__Location identification entries__
/---

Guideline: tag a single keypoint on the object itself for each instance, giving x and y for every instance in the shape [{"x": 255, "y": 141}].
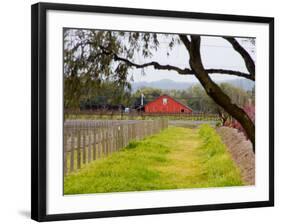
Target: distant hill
[
  {"x": 163, "y": 84},
  {"x": 170, "y": 84}
]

\---

__Your instructions__
Copy the lines above word for word, leaving out the picture.

__The output__
Guideline: tag a single keypoint on the object itself for each instance, giving x and y for every instance in the shape [{"x": 255, "y": 141}].
Target: distant hill
[
  {"x": 163, "y": 84},
  {"x": 170, "y": 84}
]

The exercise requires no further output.